━━ Source material

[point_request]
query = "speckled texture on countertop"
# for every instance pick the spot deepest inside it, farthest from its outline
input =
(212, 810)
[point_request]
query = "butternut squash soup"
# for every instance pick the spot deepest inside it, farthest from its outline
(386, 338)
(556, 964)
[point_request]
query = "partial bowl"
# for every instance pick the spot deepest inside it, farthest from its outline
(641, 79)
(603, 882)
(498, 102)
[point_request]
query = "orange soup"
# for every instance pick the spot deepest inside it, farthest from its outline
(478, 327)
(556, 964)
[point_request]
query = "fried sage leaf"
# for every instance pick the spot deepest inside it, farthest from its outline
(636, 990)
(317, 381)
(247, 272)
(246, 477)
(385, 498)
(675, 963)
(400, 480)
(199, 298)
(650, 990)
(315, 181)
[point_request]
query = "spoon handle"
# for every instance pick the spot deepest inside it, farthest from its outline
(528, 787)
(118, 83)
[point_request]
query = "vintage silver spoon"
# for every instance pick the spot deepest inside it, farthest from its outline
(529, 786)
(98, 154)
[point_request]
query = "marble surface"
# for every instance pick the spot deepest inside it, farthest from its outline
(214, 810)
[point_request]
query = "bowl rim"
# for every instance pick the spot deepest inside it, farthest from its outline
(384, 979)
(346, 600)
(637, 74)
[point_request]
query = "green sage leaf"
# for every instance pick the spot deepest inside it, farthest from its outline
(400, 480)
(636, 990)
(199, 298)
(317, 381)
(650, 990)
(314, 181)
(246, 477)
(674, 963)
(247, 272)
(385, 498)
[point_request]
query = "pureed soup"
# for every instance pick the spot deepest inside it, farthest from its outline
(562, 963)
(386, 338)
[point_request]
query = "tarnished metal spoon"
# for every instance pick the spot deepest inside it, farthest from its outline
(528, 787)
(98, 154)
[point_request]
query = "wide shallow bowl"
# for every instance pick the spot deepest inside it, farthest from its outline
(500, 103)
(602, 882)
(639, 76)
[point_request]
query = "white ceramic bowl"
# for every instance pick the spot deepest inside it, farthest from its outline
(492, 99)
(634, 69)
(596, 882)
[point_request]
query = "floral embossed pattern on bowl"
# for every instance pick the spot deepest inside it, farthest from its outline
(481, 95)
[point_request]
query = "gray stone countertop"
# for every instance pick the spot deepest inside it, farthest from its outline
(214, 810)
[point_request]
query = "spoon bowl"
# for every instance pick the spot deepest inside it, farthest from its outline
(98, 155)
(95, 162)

━━━━

## Task brief
Your task is to repeat the data exactly, with nothing left out.

## The output
[point_request]
query = "speckled texture on countertop"
# for every instance pick the spot deepest inside it, farthest from its outline
input =
(212, 810)
[point_request]
query = "butternut squash soup"
# for every instance pick the spot deepest inside it, farthest from its outline
(386, 338)
(556, 964)
[point_request]
query = "partial bowl"
# for every instance pick the spot deepest inside it, farthest from its outline
(641, 79)
(603, 882)
(498, 102)
[point_request]
query = "orange soup"
# for every instance pick the spot deepest inside it, farthest from its outline
(478, 327)
(556, 964)
[point_request]
query = "fried sage leaf"
# for every instance pick the spot deepest inside it, farthest from its outline
(636, 990)
(317, 381)
(247, 272)
(246, 477)
(385, 498)
(675, 963)
(400, 480)
(199, 298)
(650, 990)
(315, 181)
[point_request]
query = "spoon handle"
# for every instance pick the spot deepest inside it, farthest from its outline
(528, 787)
(118, 83)
[point_request]
query = "vintage silver spoon"
# for every instance pick the spot deepest inside it, farthest from its outline
(529, 786)
(98, 154)
[point_request]
query = "marble surface"
# for every instance pick the spot deepest inside it, farthest from its outline
(214, 810)
[point_request]
query = "bowl rim"
# for every instance pick the spot deepest inside it, farthest from its outline
(384, 979)
(346, 600)
(637, 74)
[point_request]
query = "green sage leaf"
# for every instance pick the spot deepest inside it, farthest from its outline
(400, 480)
(636, 990)
(199, 298)
(317, 381)
(650, 990)
(314, 181)
(246, 477)
(674, 963)
(247, 272)
(385, 498)
[point_request]
query = "pureed soup"
# for every instance pick the spot deepest inside it, farthest from its outline
(562, 963)
(386, 338)
[point_request]
query = "tarnished metal spoon"
# for every instance pick the spot deepest inside it, farthest from its outline
(528, 787)
(98, 154)
[point_request]
query = "wide shallow bowl"
# for every instance pick the spot deepest inside it, farthest from its outline
(500, 103)
(602, 882)
(639, 76)
[point_request]
query = "white ceramic bowl"
# for every instance pick the spot deepest inside it, farthest from its outline
(492, 99)
(634, 69)
(596, 882)
[point_request]
query = "floral embossed pattern on bowl"
# for every instance pick the spot deepest inside it, farthest from its outline
(481, 95)
[point_request]
query = "gray stone countertop"
# for every instance pick the spot deepest inside it, farthest from its outline
(214, 810)
[point_request]
query = "spoon bowl"
# for every instance pick the spot deepest inside it, farthest from its outline
(98, 155)
(95, 162)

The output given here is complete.